--- begin SOURCE ---

Canadian cricketer Junaid Siddiqui (left) is shown at a Canada training session in Grand Prairie, Texas on May 29, 2024. THE CANADIAN PRESS/HO-Cricket Canada **MANDATORY CREDIT**
Original Publication Date June 06, 2024 - 8:01 AM

At 39, Junaid Siddiqui waited a long time to make it to the ICC Men's T20 World Cup. And he's savouring every minute of the experience.

"The dream was always World Cup," Siddiqui said. "I'm happy, privileged that I'm getting that opportunity … Going to this World Cup is really special for us, and for me."

Siddiqui and the 23rd-ranked Canadian men look to bounce back from Saturday's seven-wicket loss to the United States in Texas in their tournament debut when they take on No. 11 Ireland on Friday at the Nassau County International Cricket Stadium in suburban New York.

Ireland was soundly beaten by No. 1 India in its opening game Wednesday.

The Irish were dismissed for 96 in 16 overs with only four batsmen reaching double figures. India needed just 12.2 overs to reach its victory target with eight wickets remaining.

Canada is also looking to put a painful loss behind it. After putting up 194 runs at the expense of five wickets, the Canadians could not corral the American bats with Aaron Jones doing most of the damage with a hard-hitting innings of 94 not out.

On the plus side, Canada beat Ireland by 10 runs in the 2019 ICC Men's T20 World Cup Qualifier in the United Arab Emirates with opener Navneet Dhaliwal leading the way with a 69-run knock. The Irish finished third at that tournament, qualifying for the 2021 World Cup, while Canada was a spectator after placing ninth.

"We were able to surprise them that time," said Canadian vice-captain Navneet Dhaliwal. "And we are hoping we can do it again, especially with a few more players who are kind of senior players, like especially like Kaleem Sana, Aaron Johnson, so it's kind of added value to the team."

--- end SOURCE ---
--- begin DATASET SECTION ---

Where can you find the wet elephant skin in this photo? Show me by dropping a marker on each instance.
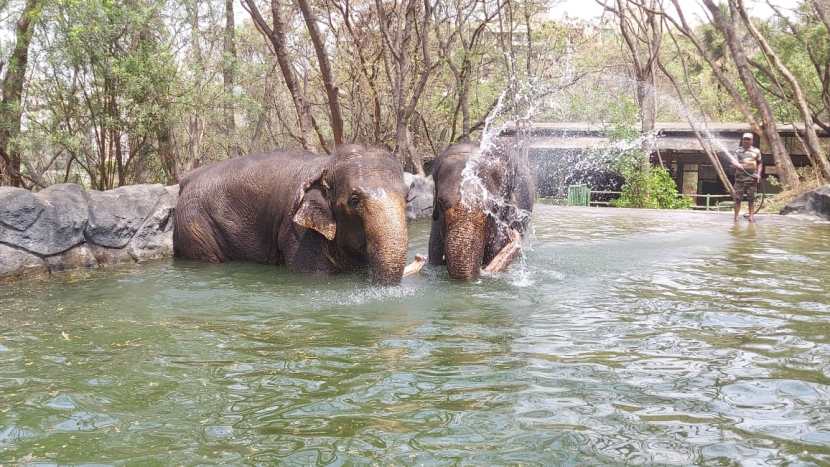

--- end DATASET SECTION ---

**COMPLETE THE FOLLOWING**
A. Answer these questions from the article on Canada's cricket team:
(i) How old is Junaid Siddiqui?
(ii) For how many runs were the Irish dismissed against India?
(iii) By how many runs did Canada beat Ireland in the 2019 qualifier?
B. Repeat the part of the cricket article starting with "Ireland was soundly" and going on through "eight wickets remaining.".

**TASK-BY-TASK SOLUTIONS**
A.
(i) 39
(ii) 96
(iii) 10

B.
Ireland was soundly beaten by No. 1 India in its opening game Wednesday.

The Irish were dismissed for 96 in 16 overs with only four batsmen reaching double figures. India needed just 12.2 overs to reach its victory target with eight wickets remaining.